*To be done*
Below is a block of data; give all of it again word for word.

[Position annotation records]
"""

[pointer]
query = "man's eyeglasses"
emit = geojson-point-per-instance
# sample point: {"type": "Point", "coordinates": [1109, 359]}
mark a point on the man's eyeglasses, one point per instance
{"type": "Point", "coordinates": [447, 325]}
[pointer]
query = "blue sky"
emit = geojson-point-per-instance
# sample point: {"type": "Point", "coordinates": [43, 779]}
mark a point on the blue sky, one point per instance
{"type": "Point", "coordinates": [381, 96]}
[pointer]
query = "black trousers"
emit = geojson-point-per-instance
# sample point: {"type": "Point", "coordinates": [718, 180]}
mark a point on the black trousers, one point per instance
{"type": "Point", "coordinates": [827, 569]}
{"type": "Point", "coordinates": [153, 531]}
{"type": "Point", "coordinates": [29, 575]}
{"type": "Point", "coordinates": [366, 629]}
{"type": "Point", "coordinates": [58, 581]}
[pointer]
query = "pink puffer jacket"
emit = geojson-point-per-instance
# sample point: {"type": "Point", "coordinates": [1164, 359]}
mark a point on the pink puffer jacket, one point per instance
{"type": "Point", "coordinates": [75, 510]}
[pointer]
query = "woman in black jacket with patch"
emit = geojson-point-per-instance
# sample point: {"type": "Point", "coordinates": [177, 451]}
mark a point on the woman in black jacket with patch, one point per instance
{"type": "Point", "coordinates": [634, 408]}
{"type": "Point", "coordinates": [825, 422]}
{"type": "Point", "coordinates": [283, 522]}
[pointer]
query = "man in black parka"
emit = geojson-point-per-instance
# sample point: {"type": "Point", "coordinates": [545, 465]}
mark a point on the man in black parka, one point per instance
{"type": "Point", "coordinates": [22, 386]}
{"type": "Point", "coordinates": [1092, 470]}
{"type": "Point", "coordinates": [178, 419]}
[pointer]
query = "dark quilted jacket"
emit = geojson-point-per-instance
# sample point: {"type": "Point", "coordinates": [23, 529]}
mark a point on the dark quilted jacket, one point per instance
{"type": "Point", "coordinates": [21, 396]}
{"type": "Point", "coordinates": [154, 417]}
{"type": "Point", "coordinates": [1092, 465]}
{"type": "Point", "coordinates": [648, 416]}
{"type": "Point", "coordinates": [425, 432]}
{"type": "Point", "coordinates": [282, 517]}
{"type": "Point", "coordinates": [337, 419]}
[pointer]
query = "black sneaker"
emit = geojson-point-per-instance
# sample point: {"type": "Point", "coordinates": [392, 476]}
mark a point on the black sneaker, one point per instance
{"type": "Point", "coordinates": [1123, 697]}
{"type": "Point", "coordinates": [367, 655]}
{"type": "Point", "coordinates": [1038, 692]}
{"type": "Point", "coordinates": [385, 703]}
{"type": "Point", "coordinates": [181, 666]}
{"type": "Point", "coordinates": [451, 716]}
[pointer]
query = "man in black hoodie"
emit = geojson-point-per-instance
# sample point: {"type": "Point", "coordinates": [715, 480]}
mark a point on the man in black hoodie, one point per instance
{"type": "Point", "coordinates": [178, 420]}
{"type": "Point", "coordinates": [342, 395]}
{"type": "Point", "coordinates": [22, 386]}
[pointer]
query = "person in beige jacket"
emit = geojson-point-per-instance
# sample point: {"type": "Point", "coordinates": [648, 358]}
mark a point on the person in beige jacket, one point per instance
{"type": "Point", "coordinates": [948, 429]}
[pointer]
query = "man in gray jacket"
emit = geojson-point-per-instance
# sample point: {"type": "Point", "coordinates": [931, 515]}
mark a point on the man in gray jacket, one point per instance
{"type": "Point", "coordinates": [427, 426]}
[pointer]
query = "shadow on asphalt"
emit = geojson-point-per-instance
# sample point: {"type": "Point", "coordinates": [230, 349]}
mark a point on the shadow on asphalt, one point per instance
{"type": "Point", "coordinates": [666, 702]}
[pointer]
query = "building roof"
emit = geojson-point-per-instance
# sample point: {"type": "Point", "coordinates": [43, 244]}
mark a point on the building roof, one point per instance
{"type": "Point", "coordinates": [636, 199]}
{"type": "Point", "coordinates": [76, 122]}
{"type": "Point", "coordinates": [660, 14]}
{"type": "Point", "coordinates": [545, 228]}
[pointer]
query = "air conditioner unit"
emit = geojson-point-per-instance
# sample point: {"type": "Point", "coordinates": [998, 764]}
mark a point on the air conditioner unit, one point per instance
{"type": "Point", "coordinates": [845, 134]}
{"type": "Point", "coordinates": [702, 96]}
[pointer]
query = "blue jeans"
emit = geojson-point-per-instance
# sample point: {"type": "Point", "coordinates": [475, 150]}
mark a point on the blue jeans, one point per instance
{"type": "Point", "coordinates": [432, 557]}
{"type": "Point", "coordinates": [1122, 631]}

"""

*Task output*
[pointer]
query = "man's eyeglasses"
emit = geojson-point-per-instance
# sample point: {"type": "Point", "coordinates": [1109, 359]}
mark a point on the man's eyeglasses, one point per instance
{"type": "Point", "coordinates": [447, 325]}
[pointer]
query = "blue sky"
emit = geojson-point-per-instance
# sample point: {"type": "Point", "coordinates": [43, 779]}
mark a point on the blue sky, one point per instance
{"type": "Point", "coordinates": [381, 96]}
[pointer]
query = "black trousers"
emit = geojson-point-per-instance
# sample point: {"type": "Point", "coordinates": [718, 180]}
mark a point on the black trousers, one point per instance
{"type": "Point", "coordinates": [827, 569]}
{"type": "Point", "coordinates": [153, 531]}
{"type": "Point", "coordinates": [29, 575]}
{"type": "Point", "coordinates": [366, 629]}
{"type": "Point", "coordinates": [58, 581]}
[pointer]
query = "pink puffer jacket"
emit = geojson-point-per-instance
# sample point: {"type": "Point", "coordinates": [1164, 359]}
mark a point on the pink puffer jacket, one point per instance
{"type": "Point", "coordinates": [75, 510]}
[pointer]
query = "woman in black jacket with patch"
emit = geojson-point-per-instance
# sample point: {"type": "Point", "coordinates": [177, 451]}
mark a point on the woman in black jacket with patch, one point per instance
{"type": "Point", "coordinates": [634, 408]}
{"type": "Point", "coordinates": [825, 422]}
{"type": "Point", "coordinates": [283, 522]}
[pointer]
query = "man in black parka"
emit = geojson-point-per-instance
# sample point: {"type": "Point", "coordinates": [545, 465]}
mark a point on the man in black parka, one point per instance
{"type": "Point", "coordinates": [22, 386]}
{"type": "Point", "coordinates": [1092, 470]}
{"type": "Point", "coordinates": [178, 419]}
[pointer]
query = "dark quilted jacket"
emit = geojson-point-per-instance
# sample point: {"type": "Point", "coordinates": [23, 529]}
mark a point on the dark quilted jacket, one point per instance
{"type": "Point", "coordinates": [21, 396]}
{"type": "Point", "coordinates": [154, 417]}
{"type": "Point", "coordinates": [1092, 465]}
{"type": "Point", "coordinates": [648, 416]}
{"type": "Point", "coordinates": [425, 432]}
{"type": "Point", "coordinates": [282, 517]}
{"type": "Point", "coordinates": [337, 419]}
[pointer]
query = "black sneaker"
emit = geojson-point-per-instance
# sample point: {"type": "Point", "coordinates": [392, 476]}
mark a point on the black sneaker, one point per instance
{"type": "Point", "coordinates": [1123, 697]}
{"type": "Point", "coordinates": [367, 655]}
{"type": "Point", "coordinates": [1038, 692]}
{"type": "Point", "coordinates": [385, 703]}
{"type": "Point", "coordinates": [181, 666]}
{"type": "Point", "coordinates": [451, 716]}
[pointer]
query = "man in black hoodie"
emit = geojson-point-per-instance
# sample point: {"type": "Point", "coordinates": [715, 480]}
mark a point on the man in black hoodie, one point per instance
{"type": "Point", "coordinates": [178, 420]}
{"type": "Point", "coordinates": [342, 395]}
{"type": "Point", "coordinates": [22, 386]}
[pointer]
query = "person in beige jacket"
emit = geojson-point-per-instance
# sample point: {"type": "Point", "coordinates": [648, 358]}
mark a point on the person in beige jacket, one point per instance
{"type": "Point", "coordinates": [948, 429]}
[pointer]
query = "man in gray jacket"
emit = geojson-point-per-instance
# sample point: {"type": "Point", "coordinates": [931, 515]}
mark a point on the man in gray jacket, one point per instance
{"type": "Point", "coordinates": [427, 426]}
[pointer]
query = "shadow on asphalt"
emit = geojson-point-per-instance
# sample point: {"type": "Point", "coordinates": [230, 349]}
mark a point on the shadow on asphalt, one point per instance
{"type": "Point", "coordinates": [666, 702]}
[pointer]
query = "building roof"
emit = geojson-point-per-instance
# sample point: {"type": "Point", "coordinates": [43, 244]}
mark a point on the building roof, one point per instance
{"type": "Point", "coordinates": [636, 199]}
{"type": "Point", "coordinates": [76, 122]}
{"type": "Point", "coordinates": [660, 14]}
{"type": "Point", "coordinates": [545, 228]}
[pointer]
query = "air conditioner unit"
emit = geojson-point-per-instance
# sample point: {"type": "Point", "coordinates": [998, 764]}
mark a point on the air conditioner unit, one point per instance
{"type": "Point", "coordinates": [845, 134]}
{"type": "Point", "coordinates": [702, 96]}
[pointer]
query = "blue jeans"
emit = geojson-point-per-instance
# sample point: {"type": "Point", "coordinates": [475, 150]}
mark a point on the blue jeans, one point per instance
{"type": "Point", "coordinates": [432, 557]}
{"type": "Point", "coordinates": [1122, 631]}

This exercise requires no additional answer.